Exercise details:
Please rewrite the records below, substituting "street lamp" for "lamp post" and keeping everything else the same.
--
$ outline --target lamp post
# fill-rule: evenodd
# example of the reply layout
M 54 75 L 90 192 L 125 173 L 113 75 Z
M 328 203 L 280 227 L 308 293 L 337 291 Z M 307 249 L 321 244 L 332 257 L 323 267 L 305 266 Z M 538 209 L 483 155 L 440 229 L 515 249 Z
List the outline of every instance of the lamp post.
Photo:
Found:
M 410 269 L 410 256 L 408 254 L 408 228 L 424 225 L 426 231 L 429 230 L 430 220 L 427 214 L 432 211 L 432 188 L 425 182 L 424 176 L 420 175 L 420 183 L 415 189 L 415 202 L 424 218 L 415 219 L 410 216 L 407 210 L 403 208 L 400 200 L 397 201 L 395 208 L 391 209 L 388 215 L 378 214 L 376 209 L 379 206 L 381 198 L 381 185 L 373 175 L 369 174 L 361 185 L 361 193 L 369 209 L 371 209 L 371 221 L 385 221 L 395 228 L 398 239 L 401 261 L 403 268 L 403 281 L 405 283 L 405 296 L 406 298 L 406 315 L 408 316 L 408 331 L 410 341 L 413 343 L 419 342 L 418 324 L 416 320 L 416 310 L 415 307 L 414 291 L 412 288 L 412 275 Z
--
Solution below:
$ outline --target street lamp
# fill-rule: evenodd
# example of the reply layout
M 54 75 L 90 192 L 125 173 L 113 75 Z
M 328 203 L 280 227 L 308 293 L 337 291 Z M 307 249 L 321 244 L 332 257 L 323 267 L 305 266 Z M 538 209 L 483 155 L 440 229 L 515 249 Z
List the outline of every instance of the street lamp.
Photo:
Found:
M 410 269 L 410 256 L 408 254 L 408 228 L 424 225 L 426 231 L 429 230 L 430 220 L 427 214 L 432 211 L 432 188 L 425 182 L 424 176 L 420 175 L 420 183 L 415 189 L 415 202 L 424 218 L 415 219 L 410 216 L 407 210 L 403 208 L 400 200 L 397 201 L 395 208 L 391 209 L 388 215 L 378 214 L 376 209 L 379 206 L 381 198 L 381 185 L 373 175 L 369 174 L 361 185 L 361 193 L 369 209 L 371 209 L 371 221 L 385 221 L 395 228 L 398 239 L 401 261 L 403 268 L 403 281 L 405 283 L 405 296 L 406 298 L 406 315 L 408 316 L 408 331 L 410 341 L 413 343 L 419 342 L 418 324 L 416 320 L 416 310 L 415 307 L 414 291 L 412 288 L 412 275 Z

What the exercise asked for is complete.